#### EXERCISE BRIEF:
Every record below must come back exactly as given.

#### SOURCE DATA:
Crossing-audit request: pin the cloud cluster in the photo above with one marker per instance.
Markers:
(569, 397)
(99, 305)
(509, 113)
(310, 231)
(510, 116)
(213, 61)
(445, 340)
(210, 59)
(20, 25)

#### WRITTEN ANSWER:
Crossing-audit request: pin the cloud cluster in the photo above with one marker per instance.
Markers:
(569, 397)
(99, 305)
(509, 113)
(310, 231)
(510, 116)
(213, 61)
(445, 340)
(210, 59)
(20, 25)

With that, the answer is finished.